“Eles olharam para o jovem negro como se ele fosse um milagre, cercaram-no, cobrindo-o de cumprimentos e perguntas; mas esse tipo de curiosidade aborrecia sua autoestima... Ele se sentia como algum tipo de animal raro.”
Assim escreveu Aleksandr Púchkin, maior poeta da Rússia, em seu romance histórico escrito no século 19 "O negro de Pedro, o Grande" (em português, o texto integra o livro "A Dama de Espadas - Prosa e Poemas", pela Editora 34). Nele, Púchkin descrevia a vida de um homem africano chamado Ibrahim na corte do tsar.
O escritor teve motivos pessoais para produzir tal romance. Ibrahim era uma figura histórica, um escravo da África que mais tarde prosperou na Rússia, tornou-se um nobre e ajudou a estabelecer toda uma dinastia. Muito além disso, Púchkin era seu bisneto.
Fazendo o pé de meia na Rússia
Passaram-se séculos desde então, por isso é difícil determinar de onde exatamente veio Ibrahim (1696 - 1781). Suas biografias mais antigas afirmam que ele nasceu na Etiópia, mas o pesquisador e eslavista beninense Dieudonné Gnammankou afirmou posteriormente que Ibrahim era, na realidade, de Camarões.

#### Tarefas a realizar:
[a] Reproduza, sem alterações, as linhas dos registros desde a linha que contém "Please pin the concrete curb" até a linha que contém "(1101, 167)", ambas incluídas.
[b] Dê continuidade ao trecho sobre Ibrahim a partir do ponto em que ele termina.
Os registros não guardam relação alguma com o trecho sobre Ibrahim.

Itens armazenados de uma coleção:
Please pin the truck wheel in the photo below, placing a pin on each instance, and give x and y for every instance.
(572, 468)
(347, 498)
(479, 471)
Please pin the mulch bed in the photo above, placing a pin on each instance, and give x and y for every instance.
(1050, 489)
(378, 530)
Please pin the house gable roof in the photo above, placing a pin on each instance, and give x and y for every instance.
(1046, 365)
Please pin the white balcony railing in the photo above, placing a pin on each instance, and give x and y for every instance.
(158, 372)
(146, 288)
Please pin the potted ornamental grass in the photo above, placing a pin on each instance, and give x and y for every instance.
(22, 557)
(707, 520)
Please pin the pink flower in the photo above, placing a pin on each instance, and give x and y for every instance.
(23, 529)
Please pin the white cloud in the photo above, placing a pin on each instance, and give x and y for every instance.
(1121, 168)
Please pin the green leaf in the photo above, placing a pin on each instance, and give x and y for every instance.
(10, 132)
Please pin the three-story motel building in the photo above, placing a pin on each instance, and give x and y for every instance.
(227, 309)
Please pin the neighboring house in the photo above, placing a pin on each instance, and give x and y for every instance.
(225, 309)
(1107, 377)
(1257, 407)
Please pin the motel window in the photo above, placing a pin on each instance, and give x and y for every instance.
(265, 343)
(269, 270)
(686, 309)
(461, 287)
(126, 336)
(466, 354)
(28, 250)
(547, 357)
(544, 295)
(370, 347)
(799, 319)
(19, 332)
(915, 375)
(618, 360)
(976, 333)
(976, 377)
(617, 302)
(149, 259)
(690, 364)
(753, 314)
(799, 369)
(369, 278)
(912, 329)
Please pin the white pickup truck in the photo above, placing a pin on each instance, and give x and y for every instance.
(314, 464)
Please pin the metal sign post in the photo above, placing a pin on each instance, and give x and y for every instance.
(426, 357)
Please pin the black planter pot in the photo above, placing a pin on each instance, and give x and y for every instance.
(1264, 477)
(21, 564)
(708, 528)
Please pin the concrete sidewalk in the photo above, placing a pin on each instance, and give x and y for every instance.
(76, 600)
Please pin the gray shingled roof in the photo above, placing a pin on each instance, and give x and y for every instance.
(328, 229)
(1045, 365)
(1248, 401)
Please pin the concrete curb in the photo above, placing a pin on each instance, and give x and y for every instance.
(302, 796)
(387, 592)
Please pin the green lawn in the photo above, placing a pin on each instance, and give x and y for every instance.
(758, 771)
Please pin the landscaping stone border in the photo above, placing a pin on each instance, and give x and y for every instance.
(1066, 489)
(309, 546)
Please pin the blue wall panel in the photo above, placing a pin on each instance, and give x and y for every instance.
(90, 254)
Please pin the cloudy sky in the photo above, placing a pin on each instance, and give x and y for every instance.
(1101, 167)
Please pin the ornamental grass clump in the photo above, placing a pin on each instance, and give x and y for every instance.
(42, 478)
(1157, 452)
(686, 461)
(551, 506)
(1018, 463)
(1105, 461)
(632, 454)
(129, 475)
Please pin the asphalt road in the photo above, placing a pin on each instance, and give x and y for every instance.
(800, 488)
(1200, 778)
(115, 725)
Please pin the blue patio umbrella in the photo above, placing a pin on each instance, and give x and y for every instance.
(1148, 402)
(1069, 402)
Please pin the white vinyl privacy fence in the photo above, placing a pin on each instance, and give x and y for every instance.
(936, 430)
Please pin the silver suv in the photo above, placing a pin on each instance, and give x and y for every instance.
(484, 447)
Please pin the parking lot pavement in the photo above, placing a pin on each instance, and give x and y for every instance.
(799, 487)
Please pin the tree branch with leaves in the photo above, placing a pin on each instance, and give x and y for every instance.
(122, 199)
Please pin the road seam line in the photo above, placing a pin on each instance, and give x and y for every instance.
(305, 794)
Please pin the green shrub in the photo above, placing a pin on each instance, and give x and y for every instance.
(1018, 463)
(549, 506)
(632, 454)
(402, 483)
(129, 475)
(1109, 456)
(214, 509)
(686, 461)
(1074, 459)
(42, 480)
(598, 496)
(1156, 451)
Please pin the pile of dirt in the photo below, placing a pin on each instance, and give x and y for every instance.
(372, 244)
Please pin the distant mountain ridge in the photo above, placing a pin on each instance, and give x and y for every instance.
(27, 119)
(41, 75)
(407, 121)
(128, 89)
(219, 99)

#### Respostas:
[a]
Please pin the concrete curb in the photo above, placing a pin on each instance, and give x and y for every instance.
(302, 796)
(387, 592)
Please pin the green lawn in the photo above, placing a pin on each instance, and give x and y for every instance.
(758, 771)
Please pin the landscaping stone border in the photo above, placing a pin on each instance, and give x and y for every instance.
(1066, 489)
(309, 546)
Please pin the blue wall panel in the photo above, placing a pin on each instance, and give x and y for every instance.
(90, 254)
Please pin the cloudy sky in the photo above, placing a pin on each instance, and give x and y for every instance.
(1101, 167)

[b]
Qualquer que seja sua verdadeira pátria, é quase certo que os turcos o tenham sequestrado e, por meio do tráfico de escravos, ele teria acabado na corte russa.
Pedro, o Grande, tratava Ibrahim bem, e não apenas lhe concedeu liberdade, mas o batizou de Abram Petrovitch Gannibal (em homenagem ao conhecido comandante norte-africano do Antigo Cartago, sobrenome que o próprio Ibrahim escolheu).
Ibrahim concluiu cursos militares e de engenharia, estudou na França e trabalhou como secretário do imperador. Gnammankou ressalta que Gannibal ajudou a desenvolver relações russo-francesas ao visitar Paris junto com seu soberano.
"O africano, digo, o afro-russo, testemunhou e ajudou a estabelecer relações diplomáticas, científicas e culturais entre esses dois grandes países europeus: Rússia e França", explicou Gnammankou à agência de notícias russa Tass.
Gannibal também teve seu quinhão de dificuldades. Depois que Pedro, o Grande, morreu em 1725, ele caiu em desgraça com o novo governante da Rússia e foi exilado na Sibéria.
Quando a filha de Pedro, Isabel, subiu ao trono, Gannibal retornou a sua propriedade, onde viveu por muito tempo e teve 11 filhos. Entre eles estava o avô de Púchkin, Osip Gannibal. Portanto, o poeta nunca se esqueceu de suas raízes africanas.
Cortesãos negros
A história de Gannibal é bastante fora do comum, mas não é a única. Nos séculos 18 e 19, muitos negros africanos serviram na corte russa como “araps”.
Mas não confunda o termo com “árabe”. Um “arap”, de acordo com o dicionário de 1863 de Vladímir Dal, significava “uma pessoa de pele negra dos países quentes, principalmente da África”. Seu segundo significado era de “porteiro” – que foi como os “araps” serviram a corte.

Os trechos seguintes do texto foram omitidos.